##### MATERIAL FOR THIS TASK #####
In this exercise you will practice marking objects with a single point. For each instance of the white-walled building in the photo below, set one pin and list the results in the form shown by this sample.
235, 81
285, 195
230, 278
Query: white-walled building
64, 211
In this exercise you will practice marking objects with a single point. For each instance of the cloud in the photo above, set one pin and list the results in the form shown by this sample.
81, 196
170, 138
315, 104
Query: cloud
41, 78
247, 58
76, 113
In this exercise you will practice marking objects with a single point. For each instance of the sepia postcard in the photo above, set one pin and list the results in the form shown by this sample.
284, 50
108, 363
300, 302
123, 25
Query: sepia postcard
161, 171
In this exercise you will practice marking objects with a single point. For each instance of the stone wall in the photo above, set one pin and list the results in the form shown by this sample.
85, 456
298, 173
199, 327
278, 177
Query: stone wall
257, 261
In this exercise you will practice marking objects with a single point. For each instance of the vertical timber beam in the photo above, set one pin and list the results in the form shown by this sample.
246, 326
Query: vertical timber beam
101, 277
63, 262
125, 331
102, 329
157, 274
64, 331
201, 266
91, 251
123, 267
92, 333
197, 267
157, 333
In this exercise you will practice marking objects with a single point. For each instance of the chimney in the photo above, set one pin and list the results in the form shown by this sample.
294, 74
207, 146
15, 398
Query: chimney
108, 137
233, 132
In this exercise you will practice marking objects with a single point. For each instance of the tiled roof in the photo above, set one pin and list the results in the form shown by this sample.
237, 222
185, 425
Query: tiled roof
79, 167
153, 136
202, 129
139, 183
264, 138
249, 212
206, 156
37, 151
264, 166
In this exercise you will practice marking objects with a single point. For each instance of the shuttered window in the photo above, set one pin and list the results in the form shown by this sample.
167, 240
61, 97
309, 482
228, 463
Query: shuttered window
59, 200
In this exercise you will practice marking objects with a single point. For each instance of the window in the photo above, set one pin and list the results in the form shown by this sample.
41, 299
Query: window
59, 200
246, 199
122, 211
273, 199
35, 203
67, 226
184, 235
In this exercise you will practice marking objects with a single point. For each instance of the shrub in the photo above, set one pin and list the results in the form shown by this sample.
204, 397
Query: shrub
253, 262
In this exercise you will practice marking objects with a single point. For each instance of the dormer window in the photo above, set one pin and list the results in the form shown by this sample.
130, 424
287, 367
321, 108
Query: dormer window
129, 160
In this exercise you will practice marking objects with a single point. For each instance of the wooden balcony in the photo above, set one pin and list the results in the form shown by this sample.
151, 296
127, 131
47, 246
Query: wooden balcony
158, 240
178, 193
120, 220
#####
Write down all of the records again, word for word.

In this exercise you will practice marking objects with a single point. For each instance of the white-walled building in the photo below, set one pin and list the results in the form shown by this sample.
235, 81
285, 195
230, 278
Query: white-walled building
64, 211
In this exercise you will practice marking objects with a single point. For each instance of the cloud in the photo above, set one pin and list the results in the form shown by this sample.
81, 196
170, 138
315, 104
Query: cloud
41, 78
247, 58
76, 113
In this exercise you will practice marking objects with a single point. For each instance of the sepia postcard in the photo above, set one pin and list the results in the form shown by this sample.
284, 50
108, 363
300, 302
123, 25
Query: sepia postcard
161, 171
In this exercise you will practice marking objects with a single point. For each instance of the stone wall in the photo above, set one pin and list the results in the form shown by this sample.
85, 456
298, 173
199, 327
278, 177
Query: stone wall
257, 261
In this exercise you will practice marking objects with a single point. For each instance of the vertical timber beam in the photo above, set one pin and list the results in the form shown by this sample.
246, 326
Query: vertical timber beam
101, 277
63, 262
125, 331
102, 329
157, 274
64, 331
201, 266
91, 251
123, 267
92, 333
197, 267
157, 333
In this exercise you will practice marking objects with a single point. For each instance of the chimney in the photo above, set one pin and list the results in the form shown by this sample.
294, 74
207, 146
15, 398
Query: chimney
108, 137
233, 132
In this exercise you will practice marking objects with a single point. For each instance of the tiled roof in the photo above, set one pin and list the results in the form shown by this sample.
237, 222
185, 425
Query: tiled roof
79, 167
153, 136
202, 129
139, 183
264, 138
249, 212
206, 156
37, 151
264, 166
In this exercise you will practice marking objects with a single point. For each instance of the shuttered window in the photo above, set one pin and list the results in the form shown by this sample.
167, 240
61, 97
309, 482
228, 463
Query: shuttered window
59, 200
In this exercise you will practice marking objects with a single point. For each instance of the window in the photo above, set one pin and list the results in the form shown by this sample.
41, 299
Query: window
59, 200
246, 199
122, 211
273, 199
35, 203
67, 226
184, 235
In this exercise you will practice marking objects with a single point. For each instance of the shrub in the photo above, set one pin and list the results in the form shown by this sample.
204, 397
Query: shrub
253, 262
In this exercise you will practice marking objects with a single point. For each instance of the dormer window in the photo above, set one pin and list the results in the form shown by this sample.
130, 424
287, 367
321, 108
Query: dormer window
129, 160
In this exercise you will practice marking objects with a single point. For each instance of the wooden balcony in the photo above, set one pin and list the results in the form shown by this sample.
151, 296
127, 131
47, 246
Query: wooden balcony
158, 240
178, 193
120, 220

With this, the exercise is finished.